■ Text for analysis ■
How to Avoid Water, Rainout, and Moisture in CPAP Tubing and Masks

As you sleep soundly, aided by the use of continuous positive airway pressure (CPAP), a sputtering noise begins and soon water is splashing you in the face through your mask, waking you up. Moisture in the CPAP tubing or mask is a frequent (and annoying) occurrence with the use of a heated humidifier.

Heated Tube for use with CPAP
Brandon Peters, M.D.

How can it be avoided? Discover how heated tubing, wraps, and changes in the humidifier setting may help to eliminate this occurrence.

CPAP Humidifier and Condensation

In most cases, moisture in the CPAP tubing or mask is secondary to the use of a heated humidifier. Without a humidifier in place, exhalation may also cause a small amount of water to condense within these plastic parts.

The heated humidifier increases the comfort of using CPAP, reducing dryness within the nose or mouth and making nosebleeds and infections less likely. There is a trade-off to introducing this additional water to the treatment, however.

When the humidity enters an unheated tube, the difference in temperature may cause condensation to occur. Small beads of water may form within the tubing. As these coalesce, rivulets of the water may make their way to the mask and splash your face.

The warmer the humidifier air—and the colder the tubing (or room)—the more condensation occurs. If the humidity setting is turned up, more moisture may be in the air to rain out within the tubes or mask. If you have the humidifier set to the highest setting, this is very likely to occur.

How to Avoid Moisture

What can be done to prevent this from happening? Any of the various options basically involve trying to closely match the temperature inside and outside of the tubing.

Use Heated Tubing

Perhaps the most desirable option is to use a heated tub (climate line) that delivers the warm, moist air from the heated humidifier to the CPAP mask. This will maximize the benefit of the humidifier.

■ Data section ■
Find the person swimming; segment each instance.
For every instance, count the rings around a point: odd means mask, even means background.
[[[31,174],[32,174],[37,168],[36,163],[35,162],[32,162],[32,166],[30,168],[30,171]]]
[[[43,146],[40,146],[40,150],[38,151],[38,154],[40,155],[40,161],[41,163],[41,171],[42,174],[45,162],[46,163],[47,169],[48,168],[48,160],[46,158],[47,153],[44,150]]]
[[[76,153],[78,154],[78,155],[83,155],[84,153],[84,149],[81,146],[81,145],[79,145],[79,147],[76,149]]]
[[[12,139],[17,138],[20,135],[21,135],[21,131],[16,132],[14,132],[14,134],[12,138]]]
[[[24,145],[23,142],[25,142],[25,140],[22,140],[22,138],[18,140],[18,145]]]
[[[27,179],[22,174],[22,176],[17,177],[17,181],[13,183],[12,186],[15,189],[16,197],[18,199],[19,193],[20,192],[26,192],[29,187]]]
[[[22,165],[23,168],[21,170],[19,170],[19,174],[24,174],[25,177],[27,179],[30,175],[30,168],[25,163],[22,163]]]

■ Work instruction 1 ■
In the article on moisture in CPAP tubing and masks, what is the usual cause of moisture in the tubing or mask?
■ Work instruction 2 ■
Reproduce the passage of the CPAP moisture article from "When the humidity" up to and including "and splash your face.".
■ Work instruction 3 ■
Write the next part of the article on avoiding moisture in CPAP tubing and masks, picking up after its final sentence.

■ Task response 1 ■
It is usually caused by the use of a heated humidifier.

■ Task response 2 ■
When the humidity enters an unheated tube, the difference in temperature may cause condensation to occur. Small beads of water may form within the tubing. As these coalesce, rivulets of the water may make their way to the mask and splash your face.

■ Task response 3 ■
All of the major manufacturers of CPAP equipment now offer heated or climate line tubing as part of their latest models. These have a heated coil that runs the length of the tube and keeps the air inside warmed.

The power is integrated into the back of the CPAP machine and the tubing easily connects to the various mask interfaces. In addition, it is possible to purchase a separate heated tubing component called Hybernite to use with older machines.

In general, it's recommended to set the temperature of the tubing between 78 and 82 degrees to reduce the likelihood of water forming in the equipment.

Change the Temperature Difference

A less expensive and simple option is to adjust the temperature of the heated humidifier or your bedroom. Turn down the temperature of the humidifier or turn up the thermostat in your bedroom. You may find that it is more comfortable to sleep in a cool room, so you might start by adjusting the humidifier.

Cover the CPAP Tubing

Another popular option is to put the CPAP tubing under the bed covers. This will warm the tube and reduce the condensation. There are also various fabric coverings sold that can insulate the tubing as well.

The most popular brand of tubing coverings is SnuggleHose. These come in various colors, patterns, and fabrics. If you are crafty, similar covers can be made easily with a long piece of fabric and a sewing machine or needle and thread.

Place the CPAP on the Floor

Another helpful option is to put the CPAP machine on the floor. By putting it in a lower position than where you are lying in bed, the moisture that does collect within the tubing will run back to the humidifier, rather than dousing you in the face in the middle of the night.

Finding the Right Solution

There are a number of highly effective options to reduce the condensation that can collect in CPAP tubing with the use of a heated humidifier. The benefits of the moisture largely outweigh the inconvenience, and a few accommodations will ensure that your sleep continues to be benefited by CPAP without any unnecessary disruptions.

If you continue to have problems, speak with your board-certified sleep physician or durable medical equipment provider about additional options that might be helpful to you.

Frequently Asked Questions

  • What is the best humidity level to avoid CPAP rainout?

    Generally, the best humidity level to avoid rainout on a CPAP machine is 3.

  • How do you remove water from CPAP tubing after cleaning?

    To remove water from CPAP tubing, run the CPAP without water in the reservoir to help push out excess water or hang the tubing until it air dries.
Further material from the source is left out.